(DOCUMENT SECTION):
╭──

Senator Hillary Clinton, the Secretary of State designate of the incoming Obama administration has been given the most prestigious post in the Cabinet by her former presidential rival but also one of the toughest jobs in the U.S. government. The diplomatic challenges facing the United States are numerous, daunting and dangerous even as we are embroiled in a war against a global insurgency composed of radical Islamist terrorists and their local tribal, religious and governmental sympathizers. America’s diplomatic “brand” is sorely in need of rebuilding and our oldest security pillar, NATO, is failing in Afghanistan. There are herculean tasks awaiting Senator Clinton.
However prepared or determined Hillary Clinton might be, the U.S. Department of State is not up to the job.
I say this not to bash foreign service officers. The average career diplomat is no more responsible for bad bureaucratic behavior in Foggy Bottom than a U.S. Army major in Iraq should be blamed for cost overruns for the Future Combat System. The problems of the State Department are systemic and there’s more than enough blame to go around. When State has reached the juncture where it is crippled in carrying out it’s core mission of diplomacy because it’s people lack language fluency, seldom leave massive fortress embassies and labor under a byzantine and dysfunctional personnel system marred by favortism and seniority, it’s time to go back to the drawing board. The window of opportunity is now.
Secretary of Defense Robert Gates recently told a brutal truth about American foreign policy:
“My message is that if we are to meet the myriad challenges around the world in the coming decades, this country must strengthen other important elements of national power both institutionally and financially, and create the capability to integrate and apply all of the elements of national power to problems and challenges abroad. In short, based on my experience serving seven presidents, as a former Director of CIA and now as Secretary of Defense, I am here to make the case for strengthening our capacity to use “soft” power and for better integrating it with “hard” power
One of the most important lessons of the wars in Iraq and Afghanistan is that military success is not sufficient to win: economic development, institution-building and the rule of law, promoting internal reconciliation, good governance, providing basic services to the people, training and equipping indigenous military and police forces, strategic communications, and more – these, along with security, are essential ingredients for long-term success. Accomplishing all of these tasks will be necessary to meet the diverse challenges I have described.

╰──

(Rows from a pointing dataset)

╭──

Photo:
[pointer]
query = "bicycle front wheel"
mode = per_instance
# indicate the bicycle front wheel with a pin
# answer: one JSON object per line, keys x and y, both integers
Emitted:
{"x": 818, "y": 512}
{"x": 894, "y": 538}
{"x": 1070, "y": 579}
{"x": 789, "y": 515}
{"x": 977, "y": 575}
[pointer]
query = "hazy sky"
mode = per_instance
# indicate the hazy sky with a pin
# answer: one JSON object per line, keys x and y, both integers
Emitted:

╰──

(REQUIRED WORK):
[1] Do the following statements agree with the commentary on the State Department? Answer yes or no for each, quoting the words of the commentary that decide it. (a) The commentary states that NATO is failing in Iraq. (b) The writer holds the average career diplomat responsible for the department's problems. (c) Robert Gates says he has served seven presidents.
[2] According to the commentary on the State Department, why is it "time to go back to the drawing board"? Answer in one to three sentences.
[3] What does the commentary on the State Department call NATO?

(ANSWERS FOR THE TASKS):
[1]
(a) No: "our oldest security pillar, NATO, is failing in Afghanistan."
(b) No: "The average career diplomat is no more responsible for bad bureaucratic behavior in Foggy Bottom than a U.S. Army major in Iraq should be blamed for cost overruns for the Future Combat System."
(c) Yes: "based on my experience serving seven presidents"

[2] The State Department is crippled in carrying out its core mission of diplomacy. Its people lack language fluency and seldom leave massive fortress embassies. They also labor under a byzantine and dysfunctional personnel system marred by favoritism and seniority.

[3] America's oldest security pillar.